> [Task goal]:
Please render only the lines below that run between the line holding "like [[207, 153]]." and the line holding "253], [285, 242]]", inclusive, as a Markdown table with the columns Row and Line. Leave out any blank lines.

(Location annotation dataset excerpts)
○ ○ ○ ○ ○
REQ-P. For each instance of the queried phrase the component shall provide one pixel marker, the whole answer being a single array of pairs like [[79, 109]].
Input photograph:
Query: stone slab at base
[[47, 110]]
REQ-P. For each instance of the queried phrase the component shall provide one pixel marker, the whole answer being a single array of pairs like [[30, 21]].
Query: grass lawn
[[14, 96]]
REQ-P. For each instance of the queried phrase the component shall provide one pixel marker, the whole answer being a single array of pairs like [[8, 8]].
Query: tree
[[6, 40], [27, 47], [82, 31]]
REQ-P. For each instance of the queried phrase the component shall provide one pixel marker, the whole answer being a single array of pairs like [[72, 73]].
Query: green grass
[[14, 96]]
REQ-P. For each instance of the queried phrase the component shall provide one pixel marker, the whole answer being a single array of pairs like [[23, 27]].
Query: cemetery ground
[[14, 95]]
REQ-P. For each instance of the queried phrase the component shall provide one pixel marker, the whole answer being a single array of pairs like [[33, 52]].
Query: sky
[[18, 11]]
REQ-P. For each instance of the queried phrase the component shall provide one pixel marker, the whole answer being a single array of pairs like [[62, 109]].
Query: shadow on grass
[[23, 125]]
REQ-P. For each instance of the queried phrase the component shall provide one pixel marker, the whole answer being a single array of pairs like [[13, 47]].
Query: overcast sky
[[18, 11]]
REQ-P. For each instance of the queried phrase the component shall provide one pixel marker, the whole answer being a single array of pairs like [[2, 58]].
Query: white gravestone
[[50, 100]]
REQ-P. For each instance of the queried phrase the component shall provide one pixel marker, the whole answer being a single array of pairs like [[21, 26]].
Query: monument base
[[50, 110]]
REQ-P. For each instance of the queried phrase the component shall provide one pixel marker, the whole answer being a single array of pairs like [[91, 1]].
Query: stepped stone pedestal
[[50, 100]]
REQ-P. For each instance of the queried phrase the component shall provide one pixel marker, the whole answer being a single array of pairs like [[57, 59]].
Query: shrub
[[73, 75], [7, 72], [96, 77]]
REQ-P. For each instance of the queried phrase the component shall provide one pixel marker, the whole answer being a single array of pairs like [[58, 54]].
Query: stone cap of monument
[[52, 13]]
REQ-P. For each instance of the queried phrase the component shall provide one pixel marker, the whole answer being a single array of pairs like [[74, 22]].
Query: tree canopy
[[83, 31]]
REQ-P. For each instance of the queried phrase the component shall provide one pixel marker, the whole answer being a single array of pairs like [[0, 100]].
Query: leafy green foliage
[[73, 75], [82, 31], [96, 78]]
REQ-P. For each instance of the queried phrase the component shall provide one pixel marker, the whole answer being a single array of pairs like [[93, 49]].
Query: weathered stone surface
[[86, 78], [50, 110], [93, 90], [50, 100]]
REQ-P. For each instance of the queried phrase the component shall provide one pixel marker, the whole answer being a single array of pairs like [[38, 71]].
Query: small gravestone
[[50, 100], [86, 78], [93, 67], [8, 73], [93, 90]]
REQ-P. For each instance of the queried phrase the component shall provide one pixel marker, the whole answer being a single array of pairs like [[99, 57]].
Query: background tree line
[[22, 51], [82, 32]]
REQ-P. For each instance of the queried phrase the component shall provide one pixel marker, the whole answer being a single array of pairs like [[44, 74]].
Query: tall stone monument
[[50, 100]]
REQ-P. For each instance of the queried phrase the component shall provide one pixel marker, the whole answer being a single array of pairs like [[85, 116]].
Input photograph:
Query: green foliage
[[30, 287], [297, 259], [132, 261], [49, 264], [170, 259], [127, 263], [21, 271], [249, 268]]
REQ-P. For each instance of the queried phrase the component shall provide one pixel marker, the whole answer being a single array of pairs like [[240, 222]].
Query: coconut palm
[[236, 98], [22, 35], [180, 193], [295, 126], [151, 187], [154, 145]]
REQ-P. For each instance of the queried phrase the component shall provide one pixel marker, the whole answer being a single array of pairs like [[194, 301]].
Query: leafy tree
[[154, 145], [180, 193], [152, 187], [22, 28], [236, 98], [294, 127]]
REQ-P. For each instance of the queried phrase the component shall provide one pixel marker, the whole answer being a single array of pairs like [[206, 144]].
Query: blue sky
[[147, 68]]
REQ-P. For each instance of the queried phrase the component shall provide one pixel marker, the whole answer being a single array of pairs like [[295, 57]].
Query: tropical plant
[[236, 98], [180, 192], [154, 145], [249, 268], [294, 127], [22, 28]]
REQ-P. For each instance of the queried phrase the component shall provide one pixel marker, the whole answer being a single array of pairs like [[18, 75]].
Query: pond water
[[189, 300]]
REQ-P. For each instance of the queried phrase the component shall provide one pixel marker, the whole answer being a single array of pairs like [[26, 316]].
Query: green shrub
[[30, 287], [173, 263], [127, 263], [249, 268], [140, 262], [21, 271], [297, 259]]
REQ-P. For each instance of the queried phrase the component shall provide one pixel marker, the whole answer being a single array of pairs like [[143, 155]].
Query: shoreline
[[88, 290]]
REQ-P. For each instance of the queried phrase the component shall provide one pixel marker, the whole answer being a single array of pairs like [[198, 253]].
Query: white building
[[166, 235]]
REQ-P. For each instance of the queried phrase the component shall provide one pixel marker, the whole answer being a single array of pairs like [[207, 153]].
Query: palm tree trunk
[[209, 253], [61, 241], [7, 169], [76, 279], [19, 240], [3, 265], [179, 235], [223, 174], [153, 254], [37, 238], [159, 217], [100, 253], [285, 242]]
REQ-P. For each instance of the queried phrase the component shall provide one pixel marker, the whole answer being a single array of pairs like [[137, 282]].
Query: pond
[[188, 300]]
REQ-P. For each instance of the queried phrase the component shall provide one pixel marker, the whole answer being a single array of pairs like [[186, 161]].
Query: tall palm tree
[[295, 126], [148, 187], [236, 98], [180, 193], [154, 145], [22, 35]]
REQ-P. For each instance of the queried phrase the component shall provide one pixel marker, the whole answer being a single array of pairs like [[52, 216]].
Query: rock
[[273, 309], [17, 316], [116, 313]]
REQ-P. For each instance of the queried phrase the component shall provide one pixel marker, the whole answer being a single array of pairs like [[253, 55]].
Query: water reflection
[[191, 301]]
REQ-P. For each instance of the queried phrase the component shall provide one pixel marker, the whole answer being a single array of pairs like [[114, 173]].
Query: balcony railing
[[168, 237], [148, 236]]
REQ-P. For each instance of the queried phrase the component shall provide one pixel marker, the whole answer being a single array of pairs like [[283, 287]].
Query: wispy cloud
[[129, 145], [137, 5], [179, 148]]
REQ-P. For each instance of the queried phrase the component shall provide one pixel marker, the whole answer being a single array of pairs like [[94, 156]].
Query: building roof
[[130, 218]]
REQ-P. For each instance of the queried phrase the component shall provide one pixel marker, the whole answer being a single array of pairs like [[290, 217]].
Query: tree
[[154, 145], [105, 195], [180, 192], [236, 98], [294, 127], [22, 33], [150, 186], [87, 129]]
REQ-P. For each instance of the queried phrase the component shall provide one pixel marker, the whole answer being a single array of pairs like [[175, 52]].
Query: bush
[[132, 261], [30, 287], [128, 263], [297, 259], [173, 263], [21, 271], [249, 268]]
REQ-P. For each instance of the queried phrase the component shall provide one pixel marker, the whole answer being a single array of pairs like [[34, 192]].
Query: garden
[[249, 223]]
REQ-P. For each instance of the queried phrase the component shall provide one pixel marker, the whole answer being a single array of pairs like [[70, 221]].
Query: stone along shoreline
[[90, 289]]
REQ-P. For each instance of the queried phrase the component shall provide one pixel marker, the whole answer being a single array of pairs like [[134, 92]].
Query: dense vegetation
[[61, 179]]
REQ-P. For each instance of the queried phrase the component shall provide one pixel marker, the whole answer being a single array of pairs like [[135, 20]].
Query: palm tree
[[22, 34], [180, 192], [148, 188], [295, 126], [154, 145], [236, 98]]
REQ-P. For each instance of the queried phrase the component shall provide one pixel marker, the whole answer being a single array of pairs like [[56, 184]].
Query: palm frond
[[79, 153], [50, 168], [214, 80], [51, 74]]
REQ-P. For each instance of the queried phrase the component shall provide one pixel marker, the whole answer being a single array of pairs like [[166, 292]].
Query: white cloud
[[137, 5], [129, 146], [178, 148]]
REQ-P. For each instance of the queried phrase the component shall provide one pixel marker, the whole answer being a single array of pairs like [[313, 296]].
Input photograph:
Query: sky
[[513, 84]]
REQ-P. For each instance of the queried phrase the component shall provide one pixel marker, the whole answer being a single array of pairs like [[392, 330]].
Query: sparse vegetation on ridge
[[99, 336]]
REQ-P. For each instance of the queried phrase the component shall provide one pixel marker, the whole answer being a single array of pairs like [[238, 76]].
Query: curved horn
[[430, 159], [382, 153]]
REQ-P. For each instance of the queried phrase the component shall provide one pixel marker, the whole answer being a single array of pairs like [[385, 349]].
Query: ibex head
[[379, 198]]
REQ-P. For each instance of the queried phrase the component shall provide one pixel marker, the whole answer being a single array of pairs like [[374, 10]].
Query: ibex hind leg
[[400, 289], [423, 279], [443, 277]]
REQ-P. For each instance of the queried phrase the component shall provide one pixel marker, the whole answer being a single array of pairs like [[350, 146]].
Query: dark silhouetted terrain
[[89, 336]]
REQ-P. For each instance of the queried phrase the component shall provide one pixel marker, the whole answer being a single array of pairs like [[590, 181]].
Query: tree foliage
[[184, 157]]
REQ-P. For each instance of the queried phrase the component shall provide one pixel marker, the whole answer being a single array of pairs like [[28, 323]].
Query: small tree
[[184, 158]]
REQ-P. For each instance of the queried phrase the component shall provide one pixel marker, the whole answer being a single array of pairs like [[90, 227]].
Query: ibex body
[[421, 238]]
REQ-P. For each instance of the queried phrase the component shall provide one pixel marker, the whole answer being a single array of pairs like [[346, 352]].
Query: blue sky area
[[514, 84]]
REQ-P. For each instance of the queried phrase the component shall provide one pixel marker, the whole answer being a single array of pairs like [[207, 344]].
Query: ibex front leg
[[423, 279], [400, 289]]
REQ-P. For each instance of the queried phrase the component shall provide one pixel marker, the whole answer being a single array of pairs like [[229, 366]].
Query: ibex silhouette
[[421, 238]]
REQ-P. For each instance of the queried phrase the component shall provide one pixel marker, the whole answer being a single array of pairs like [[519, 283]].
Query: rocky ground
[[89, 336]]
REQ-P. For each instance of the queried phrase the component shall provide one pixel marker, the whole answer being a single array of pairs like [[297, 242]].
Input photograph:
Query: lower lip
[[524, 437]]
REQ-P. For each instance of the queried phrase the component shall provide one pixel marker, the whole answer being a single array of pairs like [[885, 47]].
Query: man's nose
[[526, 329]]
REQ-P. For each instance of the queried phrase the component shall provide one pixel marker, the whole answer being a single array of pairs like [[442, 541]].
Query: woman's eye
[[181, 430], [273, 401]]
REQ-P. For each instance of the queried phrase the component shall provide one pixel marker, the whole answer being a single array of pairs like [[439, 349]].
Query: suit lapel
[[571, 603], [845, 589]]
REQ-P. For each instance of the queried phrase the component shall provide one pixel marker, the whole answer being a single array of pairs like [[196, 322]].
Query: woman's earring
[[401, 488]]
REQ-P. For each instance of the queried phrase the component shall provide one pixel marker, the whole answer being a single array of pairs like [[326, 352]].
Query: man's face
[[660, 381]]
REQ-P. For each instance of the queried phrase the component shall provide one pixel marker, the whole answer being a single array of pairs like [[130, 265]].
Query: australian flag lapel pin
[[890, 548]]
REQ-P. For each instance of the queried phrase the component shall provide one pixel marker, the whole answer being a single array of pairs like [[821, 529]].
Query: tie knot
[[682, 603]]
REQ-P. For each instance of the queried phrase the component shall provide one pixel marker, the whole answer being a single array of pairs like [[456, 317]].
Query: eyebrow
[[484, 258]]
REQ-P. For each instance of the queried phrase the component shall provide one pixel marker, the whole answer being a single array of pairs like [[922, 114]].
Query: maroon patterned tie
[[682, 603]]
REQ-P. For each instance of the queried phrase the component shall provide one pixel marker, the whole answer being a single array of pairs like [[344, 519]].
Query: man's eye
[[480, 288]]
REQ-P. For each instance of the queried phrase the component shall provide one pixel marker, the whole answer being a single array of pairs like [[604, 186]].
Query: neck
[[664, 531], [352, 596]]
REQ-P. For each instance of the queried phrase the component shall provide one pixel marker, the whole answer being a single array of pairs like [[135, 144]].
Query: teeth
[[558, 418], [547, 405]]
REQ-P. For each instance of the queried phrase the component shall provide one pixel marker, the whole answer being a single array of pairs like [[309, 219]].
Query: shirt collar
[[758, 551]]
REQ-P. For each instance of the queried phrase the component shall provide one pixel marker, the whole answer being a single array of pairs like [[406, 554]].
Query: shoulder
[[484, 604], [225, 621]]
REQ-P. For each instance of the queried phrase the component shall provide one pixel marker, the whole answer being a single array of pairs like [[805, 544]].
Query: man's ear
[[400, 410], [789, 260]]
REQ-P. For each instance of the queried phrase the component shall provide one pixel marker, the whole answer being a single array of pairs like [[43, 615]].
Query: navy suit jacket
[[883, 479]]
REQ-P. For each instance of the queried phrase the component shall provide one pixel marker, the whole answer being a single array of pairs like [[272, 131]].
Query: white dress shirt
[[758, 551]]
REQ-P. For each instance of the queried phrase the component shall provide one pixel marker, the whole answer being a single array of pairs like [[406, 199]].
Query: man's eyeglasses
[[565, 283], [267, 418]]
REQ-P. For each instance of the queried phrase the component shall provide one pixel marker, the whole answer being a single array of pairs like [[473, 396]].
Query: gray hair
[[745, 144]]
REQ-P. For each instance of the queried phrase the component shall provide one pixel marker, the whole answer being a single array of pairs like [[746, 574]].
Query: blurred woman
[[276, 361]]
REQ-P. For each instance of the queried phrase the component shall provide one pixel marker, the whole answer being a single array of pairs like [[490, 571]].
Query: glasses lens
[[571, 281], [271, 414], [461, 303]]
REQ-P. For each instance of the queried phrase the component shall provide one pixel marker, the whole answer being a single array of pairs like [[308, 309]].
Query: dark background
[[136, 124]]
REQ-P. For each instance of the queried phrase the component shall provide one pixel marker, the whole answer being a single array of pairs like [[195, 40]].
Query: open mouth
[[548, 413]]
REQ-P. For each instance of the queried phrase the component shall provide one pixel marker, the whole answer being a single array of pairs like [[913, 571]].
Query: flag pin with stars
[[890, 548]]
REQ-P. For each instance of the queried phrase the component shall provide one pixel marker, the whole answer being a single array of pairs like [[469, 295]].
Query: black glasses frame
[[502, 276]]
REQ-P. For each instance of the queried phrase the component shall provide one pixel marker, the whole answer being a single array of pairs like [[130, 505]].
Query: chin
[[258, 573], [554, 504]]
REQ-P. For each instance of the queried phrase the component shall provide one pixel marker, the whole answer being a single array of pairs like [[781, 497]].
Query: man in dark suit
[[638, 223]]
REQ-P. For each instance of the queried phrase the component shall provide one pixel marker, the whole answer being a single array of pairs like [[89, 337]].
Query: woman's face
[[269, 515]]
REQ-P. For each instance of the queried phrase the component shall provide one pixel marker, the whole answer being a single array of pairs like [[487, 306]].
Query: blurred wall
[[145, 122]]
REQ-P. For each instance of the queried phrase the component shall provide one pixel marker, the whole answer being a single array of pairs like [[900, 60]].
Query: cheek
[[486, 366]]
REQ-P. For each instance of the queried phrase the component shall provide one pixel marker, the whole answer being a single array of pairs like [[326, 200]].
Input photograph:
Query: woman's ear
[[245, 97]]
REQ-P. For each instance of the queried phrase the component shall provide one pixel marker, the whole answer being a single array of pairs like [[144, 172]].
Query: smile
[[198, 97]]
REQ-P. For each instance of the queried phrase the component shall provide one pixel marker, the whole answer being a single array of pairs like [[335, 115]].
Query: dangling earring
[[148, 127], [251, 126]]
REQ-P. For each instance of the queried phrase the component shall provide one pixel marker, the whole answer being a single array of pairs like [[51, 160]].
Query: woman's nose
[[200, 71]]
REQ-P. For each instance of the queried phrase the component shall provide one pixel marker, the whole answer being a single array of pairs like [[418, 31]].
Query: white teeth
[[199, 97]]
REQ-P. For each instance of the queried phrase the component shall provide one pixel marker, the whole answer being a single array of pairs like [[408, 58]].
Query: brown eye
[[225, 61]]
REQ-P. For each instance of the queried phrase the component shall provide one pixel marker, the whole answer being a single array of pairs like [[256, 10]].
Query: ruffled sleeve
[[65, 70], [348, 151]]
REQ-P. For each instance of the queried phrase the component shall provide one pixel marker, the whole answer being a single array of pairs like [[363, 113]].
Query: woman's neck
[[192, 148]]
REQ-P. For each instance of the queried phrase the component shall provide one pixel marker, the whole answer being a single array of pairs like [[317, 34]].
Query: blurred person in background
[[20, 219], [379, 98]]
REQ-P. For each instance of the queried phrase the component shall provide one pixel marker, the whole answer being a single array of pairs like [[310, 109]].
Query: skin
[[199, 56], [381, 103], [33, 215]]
○ ○ ○ ○ ○
> [Task output]:
| Row | Line |
|---|---|
| 1 | REQ-P. For each instance of the queried phrase the component shall provide one pixel marker, the whole answer being a single array of pairs like [[207, 153]]. |
| 2 | Query: palm tree trunk |
| 3 | [[209, 253], [61, 241], [7, 169], [76, 279], [19, 240], [3, 265], [179, 235], [223, 174], [153, 254], [37, 238], [159, 217], [100, 253], [285, 242]] |